Task:
In the part of the rows that opens with the line containing "The user's intent is to interact with the tiled" and closes with the line containing "0 55 14 114", change "For reference" to "Reference box" wherever it appears, and leave everything else unchanged. Give back only those lines.

--- BEGIN ---

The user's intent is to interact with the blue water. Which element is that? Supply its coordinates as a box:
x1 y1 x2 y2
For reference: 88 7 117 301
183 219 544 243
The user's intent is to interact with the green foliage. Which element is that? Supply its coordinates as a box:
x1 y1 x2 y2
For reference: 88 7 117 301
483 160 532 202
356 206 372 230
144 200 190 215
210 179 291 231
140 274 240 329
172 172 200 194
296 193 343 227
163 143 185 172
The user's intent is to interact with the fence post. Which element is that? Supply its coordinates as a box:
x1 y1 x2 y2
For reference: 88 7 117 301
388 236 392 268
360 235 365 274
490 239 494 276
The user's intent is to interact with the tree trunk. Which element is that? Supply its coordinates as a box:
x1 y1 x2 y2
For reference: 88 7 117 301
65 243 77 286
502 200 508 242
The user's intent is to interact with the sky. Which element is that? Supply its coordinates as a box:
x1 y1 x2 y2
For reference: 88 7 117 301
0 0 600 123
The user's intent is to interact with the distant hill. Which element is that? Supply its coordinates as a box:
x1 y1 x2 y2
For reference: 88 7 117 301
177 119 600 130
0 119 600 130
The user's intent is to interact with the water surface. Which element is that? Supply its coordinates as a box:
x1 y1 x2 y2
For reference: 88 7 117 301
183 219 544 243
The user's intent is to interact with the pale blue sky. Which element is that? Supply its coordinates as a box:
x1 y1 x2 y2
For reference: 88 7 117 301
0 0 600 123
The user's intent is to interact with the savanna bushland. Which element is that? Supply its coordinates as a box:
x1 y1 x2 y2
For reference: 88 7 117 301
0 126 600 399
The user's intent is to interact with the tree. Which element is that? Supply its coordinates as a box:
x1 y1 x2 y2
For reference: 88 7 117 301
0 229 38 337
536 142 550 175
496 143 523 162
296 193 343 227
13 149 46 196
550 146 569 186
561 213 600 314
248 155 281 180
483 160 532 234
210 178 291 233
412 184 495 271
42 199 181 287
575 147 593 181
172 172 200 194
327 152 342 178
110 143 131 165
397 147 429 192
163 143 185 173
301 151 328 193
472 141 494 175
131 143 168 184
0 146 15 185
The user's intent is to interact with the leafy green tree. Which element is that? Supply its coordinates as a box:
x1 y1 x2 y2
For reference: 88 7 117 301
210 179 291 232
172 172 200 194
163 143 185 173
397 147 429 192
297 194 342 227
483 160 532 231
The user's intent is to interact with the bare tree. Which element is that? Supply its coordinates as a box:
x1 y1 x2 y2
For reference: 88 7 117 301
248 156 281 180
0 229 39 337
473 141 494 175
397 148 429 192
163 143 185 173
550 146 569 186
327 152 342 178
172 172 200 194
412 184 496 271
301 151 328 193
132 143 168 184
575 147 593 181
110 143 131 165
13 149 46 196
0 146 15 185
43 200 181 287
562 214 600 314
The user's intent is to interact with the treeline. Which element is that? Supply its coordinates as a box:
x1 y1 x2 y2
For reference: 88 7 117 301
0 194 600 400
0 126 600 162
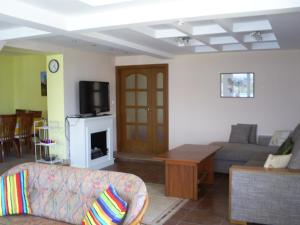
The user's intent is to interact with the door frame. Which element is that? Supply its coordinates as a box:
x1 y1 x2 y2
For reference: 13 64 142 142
115 63 169 152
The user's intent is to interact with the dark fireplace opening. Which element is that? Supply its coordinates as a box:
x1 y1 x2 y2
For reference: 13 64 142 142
91 131 108 160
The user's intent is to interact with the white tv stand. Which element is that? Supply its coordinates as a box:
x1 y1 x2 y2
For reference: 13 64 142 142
68 115 114 169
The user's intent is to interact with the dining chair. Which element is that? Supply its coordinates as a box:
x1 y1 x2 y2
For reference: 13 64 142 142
0 115 17 162
14 113 33 157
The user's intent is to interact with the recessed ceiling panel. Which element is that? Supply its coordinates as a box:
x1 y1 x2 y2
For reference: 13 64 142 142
193 24 226 35
194 45 218 53
209 36 238 45
243 33 277 43
222 44 247 51
252 42 280 50
154 29 187 38
232 20 272 32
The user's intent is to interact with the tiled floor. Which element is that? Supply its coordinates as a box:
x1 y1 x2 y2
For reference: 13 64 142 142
0 155 234 225
108 161 230 225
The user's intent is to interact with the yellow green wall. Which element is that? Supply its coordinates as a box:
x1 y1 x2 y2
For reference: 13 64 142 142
47 55 67 159
13 55 47 116
0 55 47 116
0 55 14 114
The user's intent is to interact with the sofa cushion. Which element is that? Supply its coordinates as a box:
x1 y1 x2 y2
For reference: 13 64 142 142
288 139 300 169
82 185 127 225
213 142 278 162
275 137 294 155
229 125 251 144
237 123 257 144
0 215 72 225
290 123 300 142
5 163 147 225
264 154 292 168
269 130 291 146
245 160 265 167
0 170 31 216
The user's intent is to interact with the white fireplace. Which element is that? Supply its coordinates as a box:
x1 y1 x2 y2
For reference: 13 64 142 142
68 116 114 169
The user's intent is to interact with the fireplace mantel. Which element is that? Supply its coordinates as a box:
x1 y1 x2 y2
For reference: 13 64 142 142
68 116 114 169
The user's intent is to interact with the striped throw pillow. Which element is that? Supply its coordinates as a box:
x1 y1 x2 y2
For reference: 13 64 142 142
0 170 31 216
82 185 127 225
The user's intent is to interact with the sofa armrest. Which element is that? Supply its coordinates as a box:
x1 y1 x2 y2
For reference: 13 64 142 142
257 135 272 146
229 166 300 225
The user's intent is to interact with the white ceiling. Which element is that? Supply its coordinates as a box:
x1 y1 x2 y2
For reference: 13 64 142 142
0 0 300 58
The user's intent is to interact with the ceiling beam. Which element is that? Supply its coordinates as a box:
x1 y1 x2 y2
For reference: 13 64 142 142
66 0 300 31
76 32 173 59
0 27 50 41
0 0 66 31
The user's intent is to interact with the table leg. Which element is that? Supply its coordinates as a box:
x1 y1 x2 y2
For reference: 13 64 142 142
165 161 198 200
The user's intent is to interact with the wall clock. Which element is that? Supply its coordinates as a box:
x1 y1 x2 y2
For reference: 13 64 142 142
48 59 59 73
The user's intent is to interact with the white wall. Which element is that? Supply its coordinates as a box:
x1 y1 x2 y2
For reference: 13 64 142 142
63 50 116 115
115 50 300 148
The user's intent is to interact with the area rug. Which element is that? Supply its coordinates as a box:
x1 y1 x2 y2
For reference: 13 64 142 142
142 183 188 225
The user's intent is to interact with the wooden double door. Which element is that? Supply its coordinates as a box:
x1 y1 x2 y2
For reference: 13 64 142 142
116 64 169 154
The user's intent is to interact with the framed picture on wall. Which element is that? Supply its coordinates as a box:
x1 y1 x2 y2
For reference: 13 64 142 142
220 72 254 98
40 71 47 96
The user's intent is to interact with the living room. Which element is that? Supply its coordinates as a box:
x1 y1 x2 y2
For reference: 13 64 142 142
0 0 300 225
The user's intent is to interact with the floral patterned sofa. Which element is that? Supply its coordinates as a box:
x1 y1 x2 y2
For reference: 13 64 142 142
0 163 148 225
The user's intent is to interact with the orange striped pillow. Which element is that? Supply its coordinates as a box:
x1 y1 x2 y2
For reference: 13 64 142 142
82 185 127 225
0 170 31 216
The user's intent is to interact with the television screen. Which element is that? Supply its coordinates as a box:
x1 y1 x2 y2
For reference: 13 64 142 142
79 81 110 114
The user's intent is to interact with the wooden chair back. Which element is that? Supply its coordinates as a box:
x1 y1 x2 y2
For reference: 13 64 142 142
0 115 17 143
16 109 42 118
17 113 33 138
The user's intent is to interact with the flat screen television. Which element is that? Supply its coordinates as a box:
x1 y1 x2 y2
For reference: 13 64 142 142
79 81 110 115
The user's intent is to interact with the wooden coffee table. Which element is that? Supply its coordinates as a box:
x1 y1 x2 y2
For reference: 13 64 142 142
155 144 221 200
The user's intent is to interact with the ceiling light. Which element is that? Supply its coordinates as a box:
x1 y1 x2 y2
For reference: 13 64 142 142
177 20 184 26
252 41 280 50
194 45 218 53
175 37 190 47
79 0 133 6
250 31 263 41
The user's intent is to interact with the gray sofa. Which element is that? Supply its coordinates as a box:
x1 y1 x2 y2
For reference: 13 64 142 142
229 125 300 225
212 135 278 173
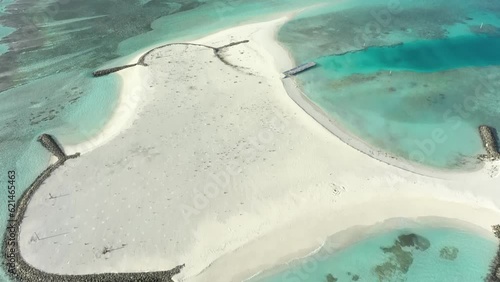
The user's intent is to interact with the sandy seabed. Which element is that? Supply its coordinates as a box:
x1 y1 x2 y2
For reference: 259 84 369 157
20 9 500 282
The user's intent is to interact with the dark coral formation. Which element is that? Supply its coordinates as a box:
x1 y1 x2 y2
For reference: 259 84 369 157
484 225 500 282
374 233 431 281
2 134 184 282
439 246 459 260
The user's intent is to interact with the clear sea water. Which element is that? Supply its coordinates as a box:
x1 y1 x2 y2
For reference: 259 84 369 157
0 0 499 281
279 0 500 169
249 227 497 282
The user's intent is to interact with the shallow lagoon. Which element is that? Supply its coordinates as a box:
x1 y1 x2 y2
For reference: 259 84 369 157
279 1 500 167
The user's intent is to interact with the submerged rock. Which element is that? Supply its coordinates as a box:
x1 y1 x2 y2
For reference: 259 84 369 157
374 233 431 281
326 273 338 282
439 246 459 260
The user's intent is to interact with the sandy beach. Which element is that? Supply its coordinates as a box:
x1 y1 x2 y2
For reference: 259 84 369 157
20 12 500 282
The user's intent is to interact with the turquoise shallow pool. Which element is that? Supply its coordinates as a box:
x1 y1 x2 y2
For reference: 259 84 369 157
279 0 500 169
250 228 497 282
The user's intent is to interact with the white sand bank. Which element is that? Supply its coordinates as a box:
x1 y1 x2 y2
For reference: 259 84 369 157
20 14 500 282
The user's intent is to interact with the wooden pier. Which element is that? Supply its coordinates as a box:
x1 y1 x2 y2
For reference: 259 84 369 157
283 62 317 78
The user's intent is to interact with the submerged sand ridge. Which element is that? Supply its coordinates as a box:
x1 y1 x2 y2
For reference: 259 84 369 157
20 18 500 281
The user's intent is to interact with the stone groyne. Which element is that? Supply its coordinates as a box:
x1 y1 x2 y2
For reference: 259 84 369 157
92 64 137 77
2 134 184 282
484 225 500 282
92 40 249 77
479 125 500 161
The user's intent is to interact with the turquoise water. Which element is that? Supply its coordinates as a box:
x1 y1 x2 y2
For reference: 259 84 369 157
249 228 498 282
316 35 500 79
0 0 498 281
279 0 500 169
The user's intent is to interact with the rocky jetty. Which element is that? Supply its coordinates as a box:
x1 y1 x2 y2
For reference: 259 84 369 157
92 40 249 77
92 64 137 77
2 134 184 282
479 125 500 161
484 225 500 282
37 134 68 160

--- END ---

The reply:
The user's intent is to interact with the tiled floor. Which element is that? Supply its coordinates as a box:
x1 y1 x2 y2
Reference box: 13 64 142 142
0 155 234 225
108 161 230 225
The user's intent is to interact with the yellow green wall. Which element is that? Supply its coordinates as a box:
x1 y1 x2 y2
Reference box: 13 64 142 142
47 55 67 159
13 55 47 116
0 55 47 116
0 55 14 114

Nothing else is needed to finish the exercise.